● **Problem statement**: Find the line in the data below that contains "negative clicks: (69, 143)". Return that line and all the lines after it, unchanged.

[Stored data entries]
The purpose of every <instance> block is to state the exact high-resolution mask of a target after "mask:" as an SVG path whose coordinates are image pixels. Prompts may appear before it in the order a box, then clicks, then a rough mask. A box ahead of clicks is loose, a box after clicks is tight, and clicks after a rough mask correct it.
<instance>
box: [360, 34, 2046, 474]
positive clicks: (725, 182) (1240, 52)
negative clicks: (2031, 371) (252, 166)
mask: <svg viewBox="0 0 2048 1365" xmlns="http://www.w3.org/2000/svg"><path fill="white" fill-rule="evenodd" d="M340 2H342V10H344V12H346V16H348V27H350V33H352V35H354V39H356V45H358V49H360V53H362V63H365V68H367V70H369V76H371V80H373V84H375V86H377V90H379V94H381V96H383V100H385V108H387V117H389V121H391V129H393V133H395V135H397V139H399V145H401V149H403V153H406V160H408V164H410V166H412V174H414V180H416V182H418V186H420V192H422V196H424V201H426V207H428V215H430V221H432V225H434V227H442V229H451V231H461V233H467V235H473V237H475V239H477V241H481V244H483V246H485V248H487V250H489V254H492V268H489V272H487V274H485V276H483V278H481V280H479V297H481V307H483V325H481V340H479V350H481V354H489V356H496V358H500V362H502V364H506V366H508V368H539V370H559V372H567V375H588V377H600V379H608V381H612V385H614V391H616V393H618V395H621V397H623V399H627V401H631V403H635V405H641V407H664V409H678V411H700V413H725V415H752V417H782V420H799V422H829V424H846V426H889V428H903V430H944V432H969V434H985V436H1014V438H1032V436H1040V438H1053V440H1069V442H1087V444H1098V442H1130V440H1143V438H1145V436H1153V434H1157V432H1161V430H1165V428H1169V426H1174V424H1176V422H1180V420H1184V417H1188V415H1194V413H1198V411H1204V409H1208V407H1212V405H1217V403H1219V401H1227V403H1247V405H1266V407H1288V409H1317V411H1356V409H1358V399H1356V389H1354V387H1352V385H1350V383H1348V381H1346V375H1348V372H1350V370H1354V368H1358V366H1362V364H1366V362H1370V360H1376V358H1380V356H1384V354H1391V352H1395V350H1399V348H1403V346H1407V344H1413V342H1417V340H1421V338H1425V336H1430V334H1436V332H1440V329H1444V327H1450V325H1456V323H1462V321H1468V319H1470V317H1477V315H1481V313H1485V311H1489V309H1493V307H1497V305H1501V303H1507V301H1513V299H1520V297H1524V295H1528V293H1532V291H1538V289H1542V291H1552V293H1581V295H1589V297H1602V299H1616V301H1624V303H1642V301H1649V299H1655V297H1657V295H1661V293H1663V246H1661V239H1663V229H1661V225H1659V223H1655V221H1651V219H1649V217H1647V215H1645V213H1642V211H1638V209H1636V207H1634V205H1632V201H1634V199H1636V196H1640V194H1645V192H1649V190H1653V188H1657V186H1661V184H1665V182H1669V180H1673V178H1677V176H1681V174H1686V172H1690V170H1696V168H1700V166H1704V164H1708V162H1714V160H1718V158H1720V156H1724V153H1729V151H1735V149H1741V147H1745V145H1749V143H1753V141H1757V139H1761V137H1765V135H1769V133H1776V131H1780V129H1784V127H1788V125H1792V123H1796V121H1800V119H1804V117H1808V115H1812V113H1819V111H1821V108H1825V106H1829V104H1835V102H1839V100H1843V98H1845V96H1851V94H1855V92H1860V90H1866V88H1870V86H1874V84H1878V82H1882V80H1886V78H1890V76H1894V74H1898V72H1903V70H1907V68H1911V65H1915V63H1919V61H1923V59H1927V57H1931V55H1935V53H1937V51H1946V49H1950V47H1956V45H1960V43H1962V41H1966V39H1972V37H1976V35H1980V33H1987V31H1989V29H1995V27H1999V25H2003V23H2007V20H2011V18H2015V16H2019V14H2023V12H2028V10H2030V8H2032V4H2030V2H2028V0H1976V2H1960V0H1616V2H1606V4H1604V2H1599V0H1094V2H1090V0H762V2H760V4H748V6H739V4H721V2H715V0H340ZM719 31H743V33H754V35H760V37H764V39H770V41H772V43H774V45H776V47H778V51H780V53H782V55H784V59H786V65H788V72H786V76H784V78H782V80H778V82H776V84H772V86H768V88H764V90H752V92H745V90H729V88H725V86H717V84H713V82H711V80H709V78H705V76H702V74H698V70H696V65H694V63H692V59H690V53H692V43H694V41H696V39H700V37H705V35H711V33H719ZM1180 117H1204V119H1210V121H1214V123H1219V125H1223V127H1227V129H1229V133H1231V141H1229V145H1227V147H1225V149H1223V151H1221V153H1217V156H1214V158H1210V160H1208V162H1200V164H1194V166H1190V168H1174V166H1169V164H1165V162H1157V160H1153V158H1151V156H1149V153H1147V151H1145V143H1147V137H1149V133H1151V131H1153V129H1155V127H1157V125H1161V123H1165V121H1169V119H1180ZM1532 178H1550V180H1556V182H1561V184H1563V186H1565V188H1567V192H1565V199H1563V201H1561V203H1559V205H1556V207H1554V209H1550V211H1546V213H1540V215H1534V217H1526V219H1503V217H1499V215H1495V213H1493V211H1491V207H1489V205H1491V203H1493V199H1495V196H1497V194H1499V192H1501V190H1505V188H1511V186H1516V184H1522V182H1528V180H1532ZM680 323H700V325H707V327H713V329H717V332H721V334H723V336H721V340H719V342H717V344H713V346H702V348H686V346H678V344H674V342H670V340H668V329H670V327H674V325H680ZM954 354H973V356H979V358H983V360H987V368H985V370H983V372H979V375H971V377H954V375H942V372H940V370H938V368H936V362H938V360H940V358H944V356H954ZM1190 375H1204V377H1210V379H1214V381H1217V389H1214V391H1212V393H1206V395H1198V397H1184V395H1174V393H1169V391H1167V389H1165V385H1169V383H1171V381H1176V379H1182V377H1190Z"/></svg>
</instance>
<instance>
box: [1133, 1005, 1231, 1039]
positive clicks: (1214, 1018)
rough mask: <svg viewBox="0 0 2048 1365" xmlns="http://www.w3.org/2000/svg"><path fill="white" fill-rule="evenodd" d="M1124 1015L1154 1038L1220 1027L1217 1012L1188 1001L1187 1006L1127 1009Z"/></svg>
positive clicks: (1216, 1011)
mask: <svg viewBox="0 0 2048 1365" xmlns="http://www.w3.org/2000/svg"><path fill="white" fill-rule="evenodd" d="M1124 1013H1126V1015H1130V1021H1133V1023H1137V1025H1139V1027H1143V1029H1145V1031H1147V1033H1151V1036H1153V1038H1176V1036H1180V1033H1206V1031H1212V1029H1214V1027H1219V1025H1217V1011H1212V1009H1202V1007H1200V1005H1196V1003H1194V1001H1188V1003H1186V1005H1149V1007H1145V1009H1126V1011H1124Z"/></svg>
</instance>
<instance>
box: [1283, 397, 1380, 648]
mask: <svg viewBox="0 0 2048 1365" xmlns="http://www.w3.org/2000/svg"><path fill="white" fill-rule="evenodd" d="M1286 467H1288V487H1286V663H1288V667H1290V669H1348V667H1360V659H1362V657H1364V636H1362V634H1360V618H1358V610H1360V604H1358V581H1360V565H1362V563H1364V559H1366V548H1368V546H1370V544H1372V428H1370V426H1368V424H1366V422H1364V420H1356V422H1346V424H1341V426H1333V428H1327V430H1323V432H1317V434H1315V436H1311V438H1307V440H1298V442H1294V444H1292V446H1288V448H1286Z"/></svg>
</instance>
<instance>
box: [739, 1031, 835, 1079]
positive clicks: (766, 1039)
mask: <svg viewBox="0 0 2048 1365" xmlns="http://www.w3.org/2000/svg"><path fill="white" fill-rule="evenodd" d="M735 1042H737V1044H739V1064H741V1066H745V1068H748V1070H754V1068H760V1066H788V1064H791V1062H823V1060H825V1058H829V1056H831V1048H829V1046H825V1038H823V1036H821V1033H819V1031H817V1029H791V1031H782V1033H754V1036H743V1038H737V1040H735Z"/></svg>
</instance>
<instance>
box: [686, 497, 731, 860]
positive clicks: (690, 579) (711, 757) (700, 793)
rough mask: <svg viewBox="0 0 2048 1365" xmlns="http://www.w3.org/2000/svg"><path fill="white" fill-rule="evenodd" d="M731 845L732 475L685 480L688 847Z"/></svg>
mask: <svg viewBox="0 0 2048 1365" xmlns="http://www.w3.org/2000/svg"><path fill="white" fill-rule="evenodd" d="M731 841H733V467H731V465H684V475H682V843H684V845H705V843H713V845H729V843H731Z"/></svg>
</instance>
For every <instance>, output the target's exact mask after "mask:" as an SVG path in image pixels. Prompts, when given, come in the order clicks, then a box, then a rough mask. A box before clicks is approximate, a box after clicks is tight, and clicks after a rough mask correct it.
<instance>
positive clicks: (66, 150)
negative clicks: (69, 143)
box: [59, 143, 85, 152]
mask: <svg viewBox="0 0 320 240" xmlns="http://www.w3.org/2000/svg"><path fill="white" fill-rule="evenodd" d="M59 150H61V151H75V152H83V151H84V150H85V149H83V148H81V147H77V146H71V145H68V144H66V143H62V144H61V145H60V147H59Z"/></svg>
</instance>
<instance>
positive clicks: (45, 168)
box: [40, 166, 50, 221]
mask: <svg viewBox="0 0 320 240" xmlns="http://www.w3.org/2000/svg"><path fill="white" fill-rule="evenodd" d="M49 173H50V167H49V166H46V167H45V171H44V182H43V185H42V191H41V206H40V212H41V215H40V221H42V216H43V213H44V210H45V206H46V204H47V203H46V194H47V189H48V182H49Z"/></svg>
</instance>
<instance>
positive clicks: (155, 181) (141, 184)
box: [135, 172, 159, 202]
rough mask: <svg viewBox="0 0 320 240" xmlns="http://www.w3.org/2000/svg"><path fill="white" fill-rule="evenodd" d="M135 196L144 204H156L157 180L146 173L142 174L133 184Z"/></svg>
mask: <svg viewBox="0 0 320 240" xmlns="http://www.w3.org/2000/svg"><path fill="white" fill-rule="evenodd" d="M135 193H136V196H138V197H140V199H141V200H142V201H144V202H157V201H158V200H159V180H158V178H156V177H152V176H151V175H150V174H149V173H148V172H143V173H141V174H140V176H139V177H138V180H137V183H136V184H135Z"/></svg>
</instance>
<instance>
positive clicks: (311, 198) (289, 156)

● **Answer section**:
negative clicks: (69, 143)
box: [59, 143, 85, 152]
mask: <svg viewBox="0 0 320 240" xmlns="http://www.w3.org/2000/svg"><path fill="white" fill-rule="evenodd" d="M59 150H61V151H75V152H83V151H84V150H85V149H83V148H81V147H77V146H71V145H68V144H66V143H62V144H61V145H60V147H59Z"/></svg>
</instance>
<instance>
positive clicks: (45, 168)
box: [40, 166, 50, 221]
mask: <svg viewBox="0 0 320 240" xmlns="http://www.w3.org/2000/svg"><path fill="white" fill-rule="evenodd" d="M49 173H50V167H49V166H46V167H45V171H44V182H43V185H42V191H41V206H40V212H41V215H40V221H42V216H43V213H44V210H45V206H46V204H47V203H46V194H47V189H48V182H49Z"/></svg>
</instance>
<instance>
positive clicks: (155, 181) (141, 184)
box: [135, 172, 159, 202]
rough mask: <svg viewBox="0 0 320 240" xmlns="http://www.w3.org/2000/svg"><path fill="white" fill-rule="evenodd" d="M135 196L144 204H156L157 180L146 173L142 174L133 184Z"/></svg>
mask: <svg viewBox="0 0 320 240" xmlns="http://www.w3.org/2000/svg"><path fill="white" fill-rule="evenodd" d="M135 193H136V196H138V197H140V199H141V200H142V201H144V202H157V201H158V200H159V180H158V178H156V177H152V176H151V175H150V174H149V173H148V172H143V173H141V174H140V176H139V177H138V180H137V183H136V184H135Z"/></svg>
</instance>
<instance>
positive clicks: (311, 198) (289, 156)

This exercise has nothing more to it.